TO BE DONE ▸ Extend the guidance below on talking with children about frightening or sad events, beginning immediately after its final sentence.

READING PASSAGE ▸
....

Skip to Main Content
  • 25 Jun 2021 by Christine Hughes

    We are a community who comes together as one in times of tragedy.

    Today we hold our fellow community, our fellow families, those in particular, who are suffering the devastation and aftermath of the collapse of the Champlain Towers in Surfside, Florida.

    Below we have included helpful guidance on how to talk with children when scary or sad things happen, as well as a way to donate to those affected by this tragedy.


    How Do We Talk to Children When Scary Things Happen?

    An article from University of Colorado Boulder, published March 2021

    When scary or sad things happen in the world, whether thousands of miles away, in your state, your town, your backyard or your home, kids look to the adults that surround them to help them feel safe and understand what is happening. This can feel tricky and challenging, particularly when the adults themselves are also responding to and making sense of the same experience. 

    The Center for Resilience & Well-Being in Schools at The University of Colorado Boulder, has resources to offer guidance for parents, guardians, teachers or anyone else who is regularly with children. The following is an adapted version of a resource on how to talk with children and youth when scary things happen. Full resources are available at this link

    Here are several helpful tips:

    1. Check in with yourself first

    Before talking with a youth, check in with yourself (How am I feeling? What do I need?) so that you are calm and grounded during the conversation. Just as youth have feelings about these experiences, so do adults. Checking in with yourself first will also help you to be ready to address any questions youth might have. It’s OK not to have all the answers. Your warm, open presence is the most important thing. 

    2. Clarify your goal

    As you approach the conversation, it can be helpful to start with a goal in mind. An overall goal is to create a safe space for youth to share their feelings, questions, reactions and experiences about the scary/sad thing and to feel your support. You might ask yourself, “How might I help my child feel safe?” “Is there some important information for them to know? Is there any misinformation to correct? What might my child already know or think about the situation?” 

    Keep coming back to messages of safety, support and willingness to keep talking. 

    3. Provide information

    Share simple facts and information about what happened and balance it with information about how adults and/or community systems may have stepped forward to help and create safety. Match the type and amount of information to the developmental level of the child. Ask open-ended questions about what they may have already heard and correct any misinformation. Keep this part of the discussion brief, simple and clear. Multiple short conversations can often be more powerful than a single long conversation.

....

DATA SUPPLIED ▸
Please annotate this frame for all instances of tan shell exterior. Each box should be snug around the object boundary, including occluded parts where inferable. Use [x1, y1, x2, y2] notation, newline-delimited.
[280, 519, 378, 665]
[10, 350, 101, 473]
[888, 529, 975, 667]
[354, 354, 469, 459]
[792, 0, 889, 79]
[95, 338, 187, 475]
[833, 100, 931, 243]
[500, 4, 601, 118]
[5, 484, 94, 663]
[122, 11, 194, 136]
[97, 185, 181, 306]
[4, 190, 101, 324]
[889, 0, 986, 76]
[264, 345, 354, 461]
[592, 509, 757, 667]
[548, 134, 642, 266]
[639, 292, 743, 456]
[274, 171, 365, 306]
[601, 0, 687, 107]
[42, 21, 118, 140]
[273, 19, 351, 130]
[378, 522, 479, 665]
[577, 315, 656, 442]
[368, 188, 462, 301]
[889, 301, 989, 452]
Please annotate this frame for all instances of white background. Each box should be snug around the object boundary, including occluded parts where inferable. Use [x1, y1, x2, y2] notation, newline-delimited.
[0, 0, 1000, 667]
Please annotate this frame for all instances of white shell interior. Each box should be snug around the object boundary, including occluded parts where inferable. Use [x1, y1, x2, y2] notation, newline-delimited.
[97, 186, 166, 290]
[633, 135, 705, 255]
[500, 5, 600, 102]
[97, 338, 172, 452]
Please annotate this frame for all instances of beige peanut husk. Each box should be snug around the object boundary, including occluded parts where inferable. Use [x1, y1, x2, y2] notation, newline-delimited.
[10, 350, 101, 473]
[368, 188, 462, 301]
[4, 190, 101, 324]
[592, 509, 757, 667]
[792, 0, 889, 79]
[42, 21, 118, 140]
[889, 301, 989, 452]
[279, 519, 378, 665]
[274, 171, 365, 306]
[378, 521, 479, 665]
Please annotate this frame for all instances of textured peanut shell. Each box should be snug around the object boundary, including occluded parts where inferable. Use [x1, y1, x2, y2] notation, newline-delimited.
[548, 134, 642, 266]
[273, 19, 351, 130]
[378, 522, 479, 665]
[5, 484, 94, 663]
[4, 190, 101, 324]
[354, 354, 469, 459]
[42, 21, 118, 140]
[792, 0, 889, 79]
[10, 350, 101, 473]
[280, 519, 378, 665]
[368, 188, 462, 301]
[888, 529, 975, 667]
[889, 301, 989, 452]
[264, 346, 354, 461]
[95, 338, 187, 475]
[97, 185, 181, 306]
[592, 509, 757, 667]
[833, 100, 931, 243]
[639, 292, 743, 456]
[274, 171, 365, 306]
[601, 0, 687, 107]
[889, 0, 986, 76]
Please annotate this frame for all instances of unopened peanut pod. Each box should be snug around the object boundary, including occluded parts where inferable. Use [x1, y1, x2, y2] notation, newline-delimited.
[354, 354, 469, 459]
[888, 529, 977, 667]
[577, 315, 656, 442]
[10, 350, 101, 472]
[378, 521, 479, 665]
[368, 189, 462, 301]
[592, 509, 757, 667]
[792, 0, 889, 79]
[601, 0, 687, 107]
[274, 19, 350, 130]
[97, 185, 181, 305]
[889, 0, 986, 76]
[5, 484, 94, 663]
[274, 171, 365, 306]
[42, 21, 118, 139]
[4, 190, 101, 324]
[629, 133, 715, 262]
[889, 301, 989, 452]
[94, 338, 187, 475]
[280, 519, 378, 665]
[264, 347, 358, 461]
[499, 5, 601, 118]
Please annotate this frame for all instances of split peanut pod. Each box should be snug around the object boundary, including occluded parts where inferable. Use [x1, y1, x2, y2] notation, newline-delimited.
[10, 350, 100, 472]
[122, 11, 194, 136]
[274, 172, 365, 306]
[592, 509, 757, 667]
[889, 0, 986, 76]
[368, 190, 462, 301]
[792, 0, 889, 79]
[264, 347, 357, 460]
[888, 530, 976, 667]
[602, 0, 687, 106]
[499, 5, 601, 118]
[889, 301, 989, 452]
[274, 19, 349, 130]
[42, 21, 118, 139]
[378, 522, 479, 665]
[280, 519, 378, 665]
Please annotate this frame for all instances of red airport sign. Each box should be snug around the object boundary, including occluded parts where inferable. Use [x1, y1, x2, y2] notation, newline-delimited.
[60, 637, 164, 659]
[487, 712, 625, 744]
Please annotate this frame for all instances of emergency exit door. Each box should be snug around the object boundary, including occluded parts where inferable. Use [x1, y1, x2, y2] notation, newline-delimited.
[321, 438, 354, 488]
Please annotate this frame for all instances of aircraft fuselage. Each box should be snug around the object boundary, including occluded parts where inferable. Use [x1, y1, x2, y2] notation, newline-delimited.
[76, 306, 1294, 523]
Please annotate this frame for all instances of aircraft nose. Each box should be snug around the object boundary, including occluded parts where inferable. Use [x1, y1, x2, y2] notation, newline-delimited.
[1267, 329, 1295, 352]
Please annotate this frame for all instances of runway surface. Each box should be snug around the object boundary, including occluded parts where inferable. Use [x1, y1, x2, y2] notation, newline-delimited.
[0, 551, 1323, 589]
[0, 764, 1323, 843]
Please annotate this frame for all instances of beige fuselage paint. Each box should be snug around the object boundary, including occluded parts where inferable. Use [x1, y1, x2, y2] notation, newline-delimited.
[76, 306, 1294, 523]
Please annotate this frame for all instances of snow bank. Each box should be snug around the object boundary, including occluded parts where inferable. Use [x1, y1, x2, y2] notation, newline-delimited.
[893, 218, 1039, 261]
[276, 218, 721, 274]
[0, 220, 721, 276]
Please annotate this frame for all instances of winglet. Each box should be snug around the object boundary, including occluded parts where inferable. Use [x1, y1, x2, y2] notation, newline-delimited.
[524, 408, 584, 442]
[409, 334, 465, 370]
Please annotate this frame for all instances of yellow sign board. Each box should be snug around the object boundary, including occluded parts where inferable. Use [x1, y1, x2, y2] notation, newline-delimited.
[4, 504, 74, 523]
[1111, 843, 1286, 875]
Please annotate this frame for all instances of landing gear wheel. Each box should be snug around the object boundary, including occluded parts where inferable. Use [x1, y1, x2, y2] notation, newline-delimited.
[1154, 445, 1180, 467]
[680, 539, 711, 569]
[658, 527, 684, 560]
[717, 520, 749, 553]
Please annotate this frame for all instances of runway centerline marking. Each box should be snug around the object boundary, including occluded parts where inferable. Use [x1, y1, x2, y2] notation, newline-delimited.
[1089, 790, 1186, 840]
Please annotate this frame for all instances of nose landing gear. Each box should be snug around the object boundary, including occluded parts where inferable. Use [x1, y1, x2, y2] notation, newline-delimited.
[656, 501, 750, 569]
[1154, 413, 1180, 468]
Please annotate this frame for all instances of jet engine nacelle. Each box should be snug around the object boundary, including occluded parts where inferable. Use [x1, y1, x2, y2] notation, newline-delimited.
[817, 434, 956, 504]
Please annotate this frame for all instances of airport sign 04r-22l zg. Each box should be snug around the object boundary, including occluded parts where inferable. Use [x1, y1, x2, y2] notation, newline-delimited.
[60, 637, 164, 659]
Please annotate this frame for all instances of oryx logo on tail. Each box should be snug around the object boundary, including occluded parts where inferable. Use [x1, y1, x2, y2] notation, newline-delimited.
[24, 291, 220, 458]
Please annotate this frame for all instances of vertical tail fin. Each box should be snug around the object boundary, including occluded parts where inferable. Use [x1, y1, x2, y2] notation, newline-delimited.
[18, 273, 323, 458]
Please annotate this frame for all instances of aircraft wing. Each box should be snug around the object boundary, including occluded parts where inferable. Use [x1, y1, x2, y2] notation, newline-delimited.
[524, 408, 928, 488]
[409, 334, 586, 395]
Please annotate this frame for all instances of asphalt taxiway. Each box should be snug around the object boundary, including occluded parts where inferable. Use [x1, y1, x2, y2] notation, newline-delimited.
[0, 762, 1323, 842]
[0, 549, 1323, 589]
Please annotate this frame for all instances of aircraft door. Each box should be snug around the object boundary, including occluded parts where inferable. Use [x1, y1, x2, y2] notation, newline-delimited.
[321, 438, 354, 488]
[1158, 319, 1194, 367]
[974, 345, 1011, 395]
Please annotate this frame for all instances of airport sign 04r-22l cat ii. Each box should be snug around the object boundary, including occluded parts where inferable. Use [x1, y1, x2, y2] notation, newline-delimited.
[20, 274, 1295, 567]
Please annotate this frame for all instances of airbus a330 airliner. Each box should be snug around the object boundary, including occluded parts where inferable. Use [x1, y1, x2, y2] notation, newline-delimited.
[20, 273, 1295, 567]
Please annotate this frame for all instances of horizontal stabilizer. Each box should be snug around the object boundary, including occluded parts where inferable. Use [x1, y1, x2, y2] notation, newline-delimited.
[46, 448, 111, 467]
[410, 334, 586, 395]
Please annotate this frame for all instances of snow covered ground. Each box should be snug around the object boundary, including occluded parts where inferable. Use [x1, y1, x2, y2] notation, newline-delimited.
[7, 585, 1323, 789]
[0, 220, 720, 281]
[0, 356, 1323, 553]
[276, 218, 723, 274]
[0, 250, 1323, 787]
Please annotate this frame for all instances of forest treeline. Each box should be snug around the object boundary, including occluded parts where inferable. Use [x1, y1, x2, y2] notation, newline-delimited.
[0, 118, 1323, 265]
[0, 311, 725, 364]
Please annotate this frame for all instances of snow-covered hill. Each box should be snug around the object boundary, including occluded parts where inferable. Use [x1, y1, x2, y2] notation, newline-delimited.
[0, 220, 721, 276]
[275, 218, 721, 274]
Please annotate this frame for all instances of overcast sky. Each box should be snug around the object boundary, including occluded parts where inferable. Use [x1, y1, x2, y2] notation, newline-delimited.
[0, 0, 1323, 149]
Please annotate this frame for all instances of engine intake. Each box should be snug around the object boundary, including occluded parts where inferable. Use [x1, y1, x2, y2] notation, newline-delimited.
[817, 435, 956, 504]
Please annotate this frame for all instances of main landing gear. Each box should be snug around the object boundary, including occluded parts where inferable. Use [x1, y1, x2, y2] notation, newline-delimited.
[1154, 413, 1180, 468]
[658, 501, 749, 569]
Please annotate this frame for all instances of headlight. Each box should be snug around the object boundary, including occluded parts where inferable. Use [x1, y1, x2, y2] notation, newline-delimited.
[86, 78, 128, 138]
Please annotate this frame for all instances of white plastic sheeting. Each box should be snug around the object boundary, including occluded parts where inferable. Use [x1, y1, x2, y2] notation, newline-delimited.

....

FINAL ANSWER ▸
    4. Ask helpful questions

    Ask helpful questions to learn more about the young person’s thoughts, feelings, perspective and needs. The goal is to gain an understanding of the young person’s experience and not one of “fact finding,” or learning about specific details of a situation. The questions we ask should be open-ended and focused on their experience, emotion and perspective. (“What was that like for you?,” “How are you feeling?,” “What are you thinking/wondering about?,” Do you have any questions or worries?”)

    5. Validate feelings

    Normalize and validate their feelings. It’s okay to feel scared, sad or mad. This doesn’t mean that you’re normalizing the bad thing that happened, but instead you’re affirming that whatever they are feeling is normal and OK. You might say, “That makes sense,” “I understand,” “Other people feel that way, too,” and “You are not alone.” 

    6. Reduce media exposure

    Be aware of how much you are checking the media when you are with youth, and be aware of how much they are tracking the event in the media to monitor and reduce negative impacts. While it is part of our culture to be consistently connected to news and social media, if youth see that you are checking your phone or the television constantly, they may be more likely to do the same.

    Read more: Talking to Children When Scary and Sad Things Happen

    More coping resources from the National Child Traumatic Stress Network



    Please share with your colleagues, friends and family--anyone in your life who might be struggling to know what to say to their children during this time; anyone who wants to know how they can help the survivors.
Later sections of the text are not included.